Dataset records about object locations
::::::::

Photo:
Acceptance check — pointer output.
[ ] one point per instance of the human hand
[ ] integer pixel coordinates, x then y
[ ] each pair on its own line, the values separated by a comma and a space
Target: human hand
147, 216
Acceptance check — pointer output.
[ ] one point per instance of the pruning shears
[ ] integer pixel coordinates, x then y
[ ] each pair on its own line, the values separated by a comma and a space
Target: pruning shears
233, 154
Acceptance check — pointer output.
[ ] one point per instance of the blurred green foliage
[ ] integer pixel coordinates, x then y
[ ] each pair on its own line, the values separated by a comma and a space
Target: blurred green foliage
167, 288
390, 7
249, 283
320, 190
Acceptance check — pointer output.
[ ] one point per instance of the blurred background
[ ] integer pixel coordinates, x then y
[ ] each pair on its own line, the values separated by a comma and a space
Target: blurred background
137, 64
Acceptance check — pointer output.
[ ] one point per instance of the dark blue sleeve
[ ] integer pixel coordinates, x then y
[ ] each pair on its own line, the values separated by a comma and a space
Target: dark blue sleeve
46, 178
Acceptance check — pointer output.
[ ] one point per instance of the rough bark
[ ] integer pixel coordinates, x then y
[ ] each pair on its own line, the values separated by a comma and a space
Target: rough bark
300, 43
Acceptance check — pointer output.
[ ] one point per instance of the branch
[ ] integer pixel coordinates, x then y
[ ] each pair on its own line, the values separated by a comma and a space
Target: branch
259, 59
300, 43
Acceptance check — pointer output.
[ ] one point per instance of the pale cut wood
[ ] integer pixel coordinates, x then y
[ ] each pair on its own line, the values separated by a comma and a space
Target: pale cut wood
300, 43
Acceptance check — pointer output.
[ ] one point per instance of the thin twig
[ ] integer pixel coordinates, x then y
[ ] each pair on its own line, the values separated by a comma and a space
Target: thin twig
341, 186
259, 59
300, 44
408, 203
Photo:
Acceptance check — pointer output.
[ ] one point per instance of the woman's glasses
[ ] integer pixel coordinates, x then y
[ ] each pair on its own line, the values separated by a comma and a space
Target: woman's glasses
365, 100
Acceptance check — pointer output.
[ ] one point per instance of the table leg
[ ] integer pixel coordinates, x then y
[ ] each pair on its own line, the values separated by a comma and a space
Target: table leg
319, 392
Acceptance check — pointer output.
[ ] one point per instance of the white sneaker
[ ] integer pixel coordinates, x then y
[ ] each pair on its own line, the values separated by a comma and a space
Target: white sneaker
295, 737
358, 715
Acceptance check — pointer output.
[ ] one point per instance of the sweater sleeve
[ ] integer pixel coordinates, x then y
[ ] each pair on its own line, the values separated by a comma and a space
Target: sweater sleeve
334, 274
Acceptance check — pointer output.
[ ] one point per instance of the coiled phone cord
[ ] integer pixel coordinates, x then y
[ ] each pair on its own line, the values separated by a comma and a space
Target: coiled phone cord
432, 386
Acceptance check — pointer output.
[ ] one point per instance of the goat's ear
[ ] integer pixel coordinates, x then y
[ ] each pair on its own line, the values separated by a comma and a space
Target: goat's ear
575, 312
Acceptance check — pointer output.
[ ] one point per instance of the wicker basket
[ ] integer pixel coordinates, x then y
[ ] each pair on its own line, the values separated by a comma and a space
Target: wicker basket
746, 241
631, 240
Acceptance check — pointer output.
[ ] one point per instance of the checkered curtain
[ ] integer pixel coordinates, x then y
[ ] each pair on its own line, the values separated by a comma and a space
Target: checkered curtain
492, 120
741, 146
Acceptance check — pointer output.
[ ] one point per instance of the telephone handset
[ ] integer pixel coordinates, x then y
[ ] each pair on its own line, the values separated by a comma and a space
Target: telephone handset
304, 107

::::::::

SHORT TASK: Reproduce the records word for word.

WRITTEN SOLUTION:
Photo:
Acceptance check — pointer output.
[ ] one point per instance of the human hand
[ ] integer pixel coordinates, x then y
[ ] each pair on its own line, the values separated by a comma and a space
Target: human hand
147, 216
Acceptance check — pointer output.
[ ] one point per instance of the pruning shears
[ ] integer pixel coordinates, x then y
[ ] each pair on its own line, the values separated by a comma and a space
Target: pruning shears
233, 154
Acceptance check — pointer output.
[ ] one point per instance of the blurred green foliage
[ ] integer pixel coordinates, x then y
[ ] each pair on its own line, the values separated by a comma and a space
Target: blurred green foliage
167, 288
390, 7
249, 283
320, 190
Acceptance check — pointer output.
[ ] one point per instance of the blurred background
[ ] integer pixel coordinates, x then y
[ ] each pair on its own line, the values separated by a comma and a space
Target: blurred background
137, 64
Acceptance check — pointer output.
[ ] one point per instance of the dark blue sleeve
[ ] integer pixel coordinates, x then y
[ ] each pair on its own line, the values separated by a comma and a space
Target: dark blue sleeve
46, 178
Acceptance check — pointer output.
[ ] one point per instance of the rough bark
[ ] integer pixel coordinates, x then y
[ ] each pair on its own line, the values separated by a comma and a space
Target: rough bark
300, 43
Acceptance check — pointer output.
[ ] one point per instance of the branch
[ ] integer pixel coordinates, x then y
[ ] each pair on its own line, the values separated by a comma and a space
Target: branch
259, 59
300, 43
Acceptance check — pointer output.
[ ] one point per instance of the pale cut wood
[ ] integer pixel coordinates, x then y
[ ] each pair on its own line, the values separated by a comma and a space
Target: pale cut wood
300, 43
Acceptance check — pointer output.
[ ] one point per instance of the thin twig
[ ] integer pixel coordinates, x then y
[ ] each pair on its own line, the values separated by a comma and a space
Target: thin twig
341, 186
259, 59
300, 44
408, 203
Photo:
Acceptance check — pointer output.
[ ] one point per instance of the woman's glasses
[ ] integer pixel coordinates, x then y
[ ] each pair on its own line, the values separated by a comma and a space
Target: woman's glasses
365, 100
Acceptance check — pointer output.
[ ] one point per instance of the table leg
[ ] integer pixel coordinates, x then y
[ ] each pair on its own line, the values separated by a comma and a space
Target: table leg
319, 392
Acceptance check — pointer output.
[ ] one point per instance of the white sneaker
[ ] integer pixel coordinates, x then y
[ ] each pair on its own line, the values separated by a comma and a space
Target: white sneaker
295, 737
358, 715
Acceptance check — pointer output.
[ ] one point per instance of the sweater sleeve
[ ] integer pixel coordinates, x then y
[ ] each pair on its own line, the values separated by a comma and a space
Target: sweater sleeve
334, 274
Acceptance check — pointer output.
[ ] one point per instance of the coiled phone cord
[ ] integer pixel coordinates, x then y
[ ] each pair on its own line, the values separated by a comma and a space
Target: coiled phone cord
432, 386
Acceptance check — pointer output.
[ ] one point per instance of the goat's ear
[ ] integer pixel coordinates, x then y
[ ] each pair on its own line, the values separated by a comma and a space
Target: goat's ear
575, 312
Acceptance check — pointer output.
[ ] one point per instance of the wicker basket
[ ] integer pixel coordinates, x then y
[ ] each pair on its own line, the values separated by a comma and a space
Target: wicker basket
746, 241
631, 240
Acceptance check — pointer output.
[ ] one point per instance of the checkered curtain
[ ] integer pixel coordinates, x then y
[ ] each pair on its own line, the values separated by a comma and a space
Target: checkered curtain
492, 120
741, 146
Acceptance check — pointer output.
[ ] one point per instance of the telephone handset
[ ] integer pixel coordinates, x then y
[ ] each pair on its own line, the values separated by a comma and a space
Target: telephone handset
304, 107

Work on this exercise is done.